Start of EXTRACT

Disputes Flare in Net Neutrality Remand Comments; Some Cite COVID-19
Some want more clarity about the FCC's role regulating broadband, said comments posted through Tuesday. The agency asked to refresh dockets including 17-287, on how broadband service's reclassification as an information, not telecom, service affects authority over Lifeline, pole attachment agreements and public safety. Commenters disagreed whether the FCC should reconsider based on the public safety considerations.
Some want to know next steps. Public Knowledge and a few other groups including the National Hispanic Media Coalition asked whether the FCC plans to issue an NPRM or order. "Once the FCC reclassified broadband as an information service, its authority to offer Lifeline support to standalone broadband providers was called into question," said PK, et al. "The FCC has not, and could not, prove why it is worthwhile to get rid of the clearest authority for subsidizing standalone broadband with Lifeline funds when it has repeatedly discussed the value of broadband."

End of EXTRACT

* [ASSIGNMENT A]
Answer these from the net neutrality article:
(i) Which docket number does it name?
(ii) Besides Public Knowledge, which group is named as asking about next steps?
(iii) What did Public Knowledge and the other groups ask the FCC to make clear?
* [ASSIGNMENT B] Continue the net neutrality article past its final sentence.
The data that comes next has nothing to do with the net neutrality article.

Start of AVAILABLE DATA

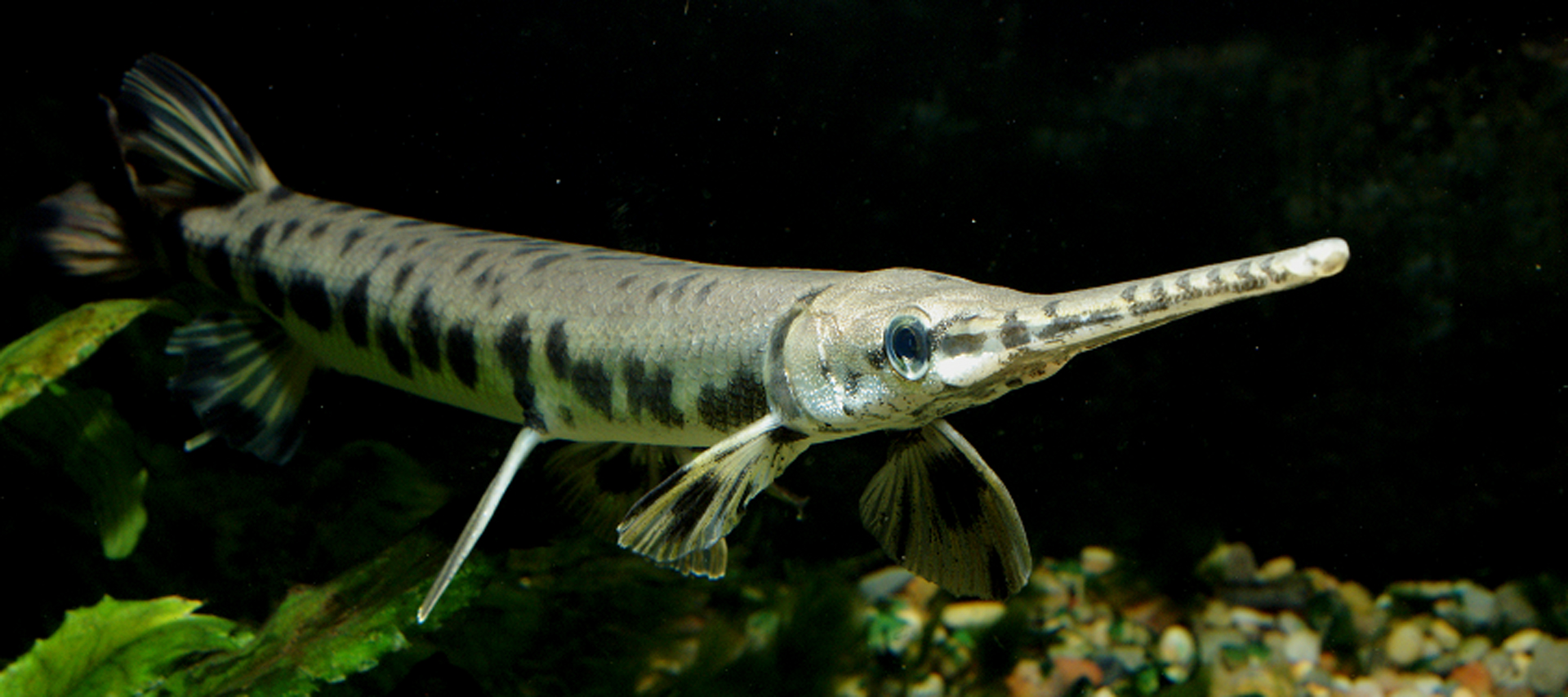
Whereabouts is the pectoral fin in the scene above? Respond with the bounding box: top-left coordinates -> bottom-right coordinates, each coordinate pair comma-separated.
861,420 -> 1033,598
617,415 -> 809,563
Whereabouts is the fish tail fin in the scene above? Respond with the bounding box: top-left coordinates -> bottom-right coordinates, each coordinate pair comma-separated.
19,182 -> 149,283
105,53 -> 278,215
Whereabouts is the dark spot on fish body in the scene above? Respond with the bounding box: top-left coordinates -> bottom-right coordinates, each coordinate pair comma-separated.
696,371 -> 768,431
337,227 -> 365,257
670,274 -> 699,304
193,244 -> 240,298
571,360 -> 615,420
667,472 -> 719,540
1002,312 -> 1029,348
544,319 -> 572,378
447,322 -> 480,388
408,288 -> 441,370
622,356 -> 685,428
251,264 -> 284,318
288,273 -> 332,332
343,273 -> 370,348
453,249 -> 489,274
278,218 -> 304,244
496,315 -> 544,429
392,261 -> 416,295
934,324 -> 984,352
376,318 -> 414,378
245,223 -> 273,259
768,426 -> 806,445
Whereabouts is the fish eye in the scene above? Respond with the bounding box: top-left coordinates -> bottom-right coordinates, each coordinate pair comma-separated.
883,315 -> 931,380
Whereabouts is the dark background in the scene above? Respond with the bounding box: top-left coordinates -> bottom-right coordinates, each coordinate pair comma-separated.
0,2 -> 1568,689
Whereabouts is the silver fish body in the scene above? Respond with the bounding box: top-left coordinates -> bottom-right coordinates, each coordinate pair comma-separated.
27,55 -> 1348,620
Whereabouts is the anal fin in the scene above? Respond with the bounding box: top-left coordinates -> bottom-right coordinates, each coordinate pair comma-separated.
167,312 -> 315,462
617,414 -> 811,563
861,420 -> 1033,598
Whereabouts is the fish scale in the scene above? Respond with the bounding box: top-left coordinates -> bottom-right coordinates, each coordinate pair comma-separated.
21,55 -> 1350,620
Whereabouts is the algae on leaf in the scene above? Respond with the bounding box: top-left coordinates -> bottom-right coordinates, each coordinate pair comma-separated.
0,384 -> 172,559
0,300 -> 169,418
0,595 -> 249,697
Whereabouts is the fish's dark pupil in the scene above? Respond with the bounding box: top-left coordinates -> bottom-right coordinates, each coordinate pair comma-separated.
892,324 -> 925,362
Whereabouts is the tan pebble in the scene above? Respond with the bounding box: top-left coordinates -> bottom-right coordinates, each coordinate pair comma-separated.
1502,627 -> 1551,653
942,600 -> 1007,629
1384,620 -> 1427,666
1079,547 -> 1116,576
1284,629 -> 1323,666
1427,620 -> 1463,651
1258,556 -> 1295,583
1449,661 -> 1491,694
1529,639 -> 1568,694
1050,656 -> 1106,694
1345,677 -> 1383,697
1231,608 -> 1273,633
1007,658 -> 1052,697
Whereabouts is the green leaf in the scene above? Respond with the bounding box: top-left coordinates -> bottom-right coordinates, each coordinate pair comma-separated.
165,532 -> 486,697
0,382 -> 157,559
0,595 -> 247,697
0,300 -> 167,418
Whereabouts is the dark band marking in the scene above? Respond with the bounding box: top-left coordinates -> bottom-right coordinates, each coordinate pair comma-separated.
408,288 -> 441,370
288,273 -> 332,332
392,261 -> 414,295
496,315 -> 544,431
571,360 -> 615,420
696,370 -> 768,431
251,264 -> 284,318
376,317 -> 414,378
544,319 -> 572,378
337,227 -> 365,257
447,322 -> 480,388
343,273 -> 370,348
624,356 -> 685,428
245,223 -> 273,259
670,274 -> 701,304
278,218 -> 304,244
455,249 -> 489,274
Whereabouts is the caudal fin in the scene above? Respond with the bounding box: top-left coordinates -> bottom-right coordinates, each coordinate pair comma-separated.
108,53 -> 278,215
20,182 -> 143,282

End of AVAILABLE DATA

* [WRITTEN ANSWER A]
(i) 17-287
(ii) The National Hispanic Media Coalition
(iii) Whether the FCC plans to issue an NPRM or order

* [WRITTEN ANSWER B]
Excluding broadband-only providers from Lifeline would hurt low-income people, Incompas said. "The digital divide is negatively affecting millions of Americans in the best of times and the COVID-19 stress test simply confirms that the Commission’s existing universal service programs" aren't fulfilling statutory objectives, AARP said. "Treating broadband as a telecom service provides the clearest authority for Lifeline support of standalone broadband," said Free Press.
Stop the phase-out of Lifeline support for voice minutes "because affordable voice service remains important for low-income Americans, especially for public safety and remaining connected" during COVID-19, the National Lifeline Association said. Comcast wants to stop the voice support phase-out, saying the agency can still support Lifeline stand-alone broadband if it does phase out voice.
Requiring an ISP to add a voice service to qualify as a Lifeline eligible telecom carrier "is both a trivial cost to the provider and a clear benefit to consumers," Charter Communications said. Consumers shouldn't be adversely affected by the classification, it said.
The FCC doesn't have discretion to provide Lifeline support to carriers that provide broadband service over facilities-based broadband-capable networks "just because they also can support some type of voice service," NARUC said. Not everyone agrees.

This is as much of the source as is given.